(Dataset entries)
_____
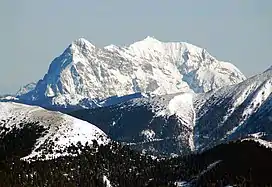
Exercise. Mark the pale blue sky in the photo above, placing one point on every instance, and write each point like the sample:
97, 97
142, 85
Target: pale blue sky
34, 32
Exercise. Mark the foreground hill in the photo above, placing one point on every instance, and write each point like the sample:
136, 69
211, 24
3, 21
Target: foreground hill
245, 163
47, 134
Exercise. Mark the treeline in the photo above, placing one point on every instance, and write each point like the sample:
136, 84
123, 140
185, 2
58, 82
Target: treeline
238, 163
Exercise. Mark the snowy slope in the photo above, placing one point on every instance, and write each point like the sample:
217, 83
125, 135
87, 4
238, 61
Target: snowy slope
25, 89
234, 112
148, 66
183, 122
61, 130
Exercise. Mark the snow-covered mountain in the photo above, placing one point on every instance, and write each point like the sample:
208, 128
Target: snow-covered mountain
52, 131
235, 112
184, 122
85, 72
25, 89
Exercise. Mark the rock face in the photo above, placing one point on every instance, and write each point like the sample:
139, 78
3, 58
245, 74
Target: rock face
185, 122
84, 71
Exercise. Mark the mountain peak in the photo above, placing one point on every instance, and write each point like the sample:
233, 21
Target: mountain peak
82, 43
150, 38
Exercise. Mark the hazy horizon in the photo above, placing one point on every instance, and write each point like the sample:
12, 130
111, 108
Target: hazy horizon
34, 33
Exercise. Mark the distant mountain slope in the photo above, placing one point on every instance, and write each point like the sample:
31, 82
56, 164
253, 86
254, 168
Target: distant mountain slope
234, 112
25, 89
185, 122
85, 72
50, 132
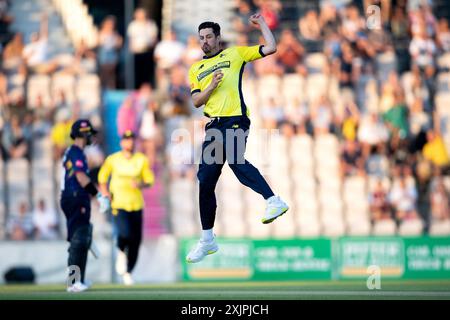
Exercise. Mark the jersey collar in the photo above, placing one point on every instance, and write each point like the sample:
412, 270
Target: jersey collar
206, 57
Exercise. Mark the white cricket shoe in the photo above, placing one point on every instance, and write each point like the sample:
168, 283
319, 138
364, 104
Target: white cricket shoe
78, 287
121, 262
275, 208
127, 279
202, 249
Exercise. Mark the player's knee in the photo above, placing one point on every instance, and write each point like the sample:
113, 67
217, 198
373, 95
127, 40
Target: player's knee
207, 179
81, 239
_____
_THE REQUEST:_ Rewrite the part of the records that starts at the line containing "Exercise. Mark the distant" and runs through the end of the records, keeping the requests and their sample points as they are. Multiply every coordinate in the answers by 1.05, round to whole numbers with halves going up, and omit the pictures.

_THE SOLUTION:_
Exercise. Mark the distant mountain slope in the photo above, placing one point on every instance, and write each point like the sample:
31, 82
56, 164
253, 86
254, 168
Target: distant mountain slope
246, 118
26, 93
194, 128
89, 76
53, 139
Exercise. Mark the jersey collar in the photo above, placing one point on every instance, and write each point like the sample:
412, 270
Target: jersey collar
216, 60
Exercise. Mark the white cricket shoe in the photo above, placing one point on every instance, and write each point like the sample:
168, 283
319, 138
364, 104
Target: white cricket shoe
82, 301
127, 275
289, 218
133, 293
212, 261
Exercise. Mark the player's knee in the photo above, placing one point on every instance, and write each point like the sample:
113, 67
217, 198
373, 95
127, 40
Target: player's knee
217, 188
85, 251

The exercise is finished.